[Extracted records]

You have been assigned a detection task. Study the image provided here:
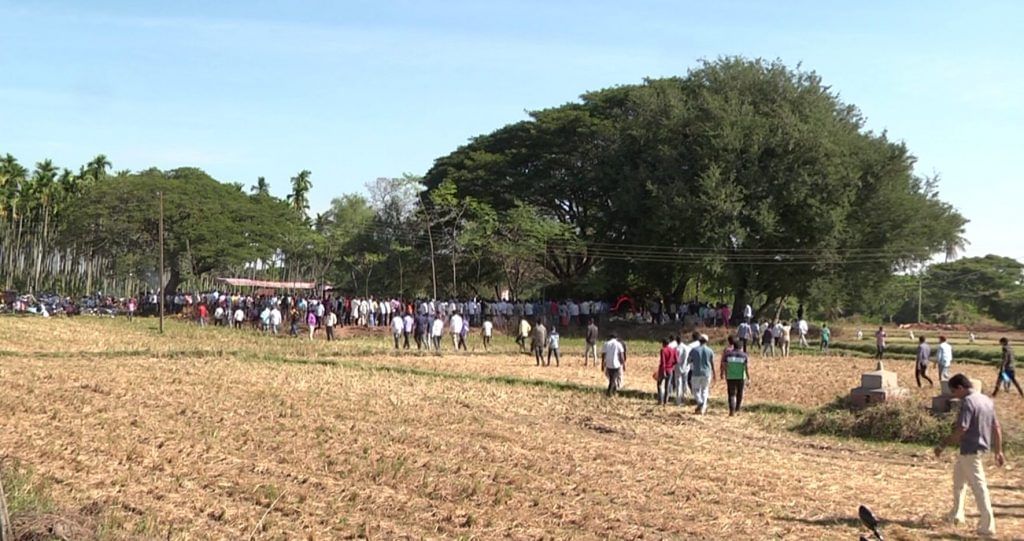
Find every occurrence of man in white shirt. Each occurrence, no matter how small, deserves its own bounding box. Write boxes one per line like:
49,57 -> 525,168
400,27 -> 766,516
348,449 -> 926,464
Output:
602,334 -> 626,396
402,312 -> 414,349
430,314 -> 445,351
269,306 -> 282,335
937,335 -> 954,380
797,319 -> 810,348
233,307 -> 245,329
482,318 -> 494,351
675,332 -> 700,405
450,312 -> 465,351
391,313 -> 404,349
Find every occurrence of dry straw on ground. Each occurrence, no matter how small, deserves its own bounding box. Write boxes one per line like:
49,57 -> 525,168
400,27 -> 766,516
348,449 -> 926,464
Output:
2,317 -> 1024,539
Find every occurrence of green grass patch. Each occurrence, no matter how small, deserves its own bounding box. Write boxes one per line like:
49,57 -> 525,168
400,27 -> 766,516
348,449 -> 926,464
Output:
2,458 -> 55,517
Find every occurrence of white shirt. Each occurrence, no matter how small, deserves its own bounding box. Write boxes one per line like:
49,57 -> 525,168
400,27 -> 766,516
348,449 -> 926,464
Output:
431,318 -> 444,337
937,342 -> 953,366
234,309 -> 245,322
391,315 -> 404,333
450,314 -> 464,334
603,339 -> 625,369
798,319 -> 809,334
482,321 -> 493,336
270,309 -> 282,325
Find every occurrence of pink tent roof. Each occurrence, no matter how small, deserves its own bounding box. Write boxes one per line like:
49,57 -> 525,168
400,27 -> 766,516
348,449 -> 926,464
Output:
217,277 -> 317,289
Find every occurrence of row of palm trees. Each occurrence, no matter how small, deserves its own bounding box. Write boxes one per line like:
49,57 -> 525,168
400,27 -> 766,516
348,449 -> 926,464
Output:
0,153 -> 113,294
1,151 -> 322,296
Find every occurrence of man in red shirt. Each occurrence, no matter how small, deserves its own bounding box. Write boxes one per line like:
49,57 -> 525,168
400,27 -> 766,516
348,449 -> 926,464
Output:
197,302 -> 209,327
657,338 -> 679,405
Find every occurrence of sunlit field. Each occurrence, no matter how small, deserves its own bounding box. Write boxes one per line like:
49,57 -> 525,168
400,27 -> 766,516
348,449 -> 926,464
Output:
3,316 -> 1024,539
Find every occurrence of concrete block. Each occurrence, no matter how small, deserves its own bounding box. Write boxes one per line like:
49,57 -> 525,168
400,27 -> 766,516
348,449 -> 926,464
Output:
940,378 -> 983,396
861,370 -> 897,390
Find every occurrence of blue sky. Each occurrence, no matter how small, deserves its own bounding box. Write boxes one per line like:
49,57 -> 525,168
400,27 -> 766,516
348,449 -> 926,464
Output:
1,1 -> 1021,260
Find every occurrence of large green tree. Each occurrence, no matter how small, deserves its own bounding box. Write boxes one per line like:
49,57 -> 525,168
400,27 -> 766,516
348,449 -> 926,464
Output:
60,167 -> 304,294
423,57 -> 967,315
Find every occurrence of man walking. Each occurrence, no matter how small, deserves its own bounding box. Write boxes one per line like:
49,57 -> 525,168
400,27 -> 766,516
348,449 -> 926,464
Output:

[/Extracted records]
[Extracted records]

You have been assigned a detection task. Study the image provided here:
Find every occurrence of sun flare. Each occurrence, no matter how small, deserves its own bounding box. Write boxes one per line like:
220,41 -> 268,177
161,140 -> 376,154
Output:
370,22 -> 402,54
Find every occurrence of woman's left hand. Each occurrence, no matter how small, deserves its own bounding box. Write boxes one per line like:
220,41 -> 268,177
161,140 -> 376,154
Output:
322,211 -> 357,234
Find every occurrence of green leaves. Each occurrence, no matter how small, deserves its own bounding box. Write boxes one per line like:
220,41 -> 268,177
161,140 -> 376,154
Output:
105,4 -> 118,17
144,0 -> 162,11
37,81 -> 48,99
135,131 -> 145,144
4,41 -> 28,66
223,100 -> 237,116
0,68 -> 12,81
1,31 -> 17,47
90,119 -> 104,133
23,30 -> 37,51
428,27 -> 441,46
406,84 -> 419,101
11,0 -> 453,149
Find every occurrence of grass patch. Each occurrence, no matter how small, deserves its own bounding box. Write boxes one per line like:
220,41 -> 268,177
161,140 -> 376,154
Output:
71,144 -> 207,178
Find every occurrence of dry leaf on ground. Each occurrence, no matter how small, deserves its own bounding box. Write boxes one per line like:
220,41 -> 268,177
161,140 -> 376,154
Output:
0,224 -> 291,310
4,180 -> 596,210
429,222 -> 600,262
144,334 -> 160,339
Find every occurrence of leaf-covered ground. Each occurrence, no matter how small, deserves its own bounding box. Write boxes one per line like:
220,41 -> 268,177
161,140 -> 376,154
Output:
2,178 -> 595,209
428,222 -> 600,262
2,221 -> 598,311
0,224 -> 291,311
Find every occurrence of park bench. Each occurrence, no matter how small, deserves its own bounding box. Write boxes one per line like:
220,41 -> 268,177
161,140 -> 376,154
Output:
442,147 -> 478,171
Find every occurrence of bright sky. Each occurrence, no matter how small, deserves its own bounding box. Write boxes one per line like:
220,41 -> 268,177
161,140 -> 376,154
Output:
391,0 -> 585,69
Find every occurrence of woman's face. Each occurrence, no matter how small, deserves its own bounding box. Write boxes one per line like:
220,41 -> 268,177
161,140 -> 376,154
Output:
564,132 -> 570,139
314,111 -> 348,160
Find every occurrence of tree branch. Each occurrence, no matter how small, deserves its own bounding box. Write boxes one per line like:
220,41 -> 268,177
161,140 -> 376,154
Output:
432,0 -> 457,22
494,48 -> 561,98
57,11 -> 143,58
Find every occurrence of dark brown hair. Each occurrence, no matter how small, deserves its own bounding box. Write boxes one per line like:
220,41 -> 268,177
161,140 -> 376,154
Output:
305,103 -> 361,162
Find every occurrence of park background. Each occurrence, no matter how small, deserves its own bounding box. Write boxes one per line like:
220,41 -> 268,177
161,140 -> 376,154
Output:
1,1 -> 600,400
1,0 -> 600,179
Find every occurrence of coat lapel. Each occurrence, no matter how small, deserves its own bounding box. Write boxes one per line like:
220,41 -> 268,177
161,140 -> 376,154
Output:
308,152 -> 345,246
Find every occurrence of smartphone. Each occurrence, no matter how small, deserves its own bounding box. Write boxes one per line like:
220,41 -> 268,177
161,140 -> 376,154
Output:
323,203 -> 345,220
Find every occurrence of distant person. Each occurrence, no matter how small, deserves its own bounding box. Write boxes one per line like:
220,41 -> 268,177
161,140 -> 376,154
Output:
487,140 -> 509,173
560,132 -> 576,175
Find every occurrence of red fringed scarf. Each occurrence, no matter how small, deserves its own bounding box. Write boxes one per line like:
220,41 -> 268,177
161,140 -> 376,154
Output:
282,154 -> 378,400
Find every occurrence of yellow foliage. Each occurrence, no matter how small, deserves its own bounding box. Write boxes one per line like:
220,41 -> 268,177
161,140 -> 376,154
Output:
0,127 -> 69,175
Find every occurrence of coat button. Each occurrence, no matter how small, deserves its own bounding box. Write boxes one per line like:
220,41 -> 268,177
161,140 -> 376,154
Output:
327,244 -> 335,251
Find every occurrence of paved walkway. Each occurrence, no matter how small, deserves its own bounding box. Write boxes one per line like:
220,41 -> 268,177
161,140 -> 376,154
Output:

[/Extracted records]

Nothing but a number should be given: the count of lines in the records that contain the word "park".

2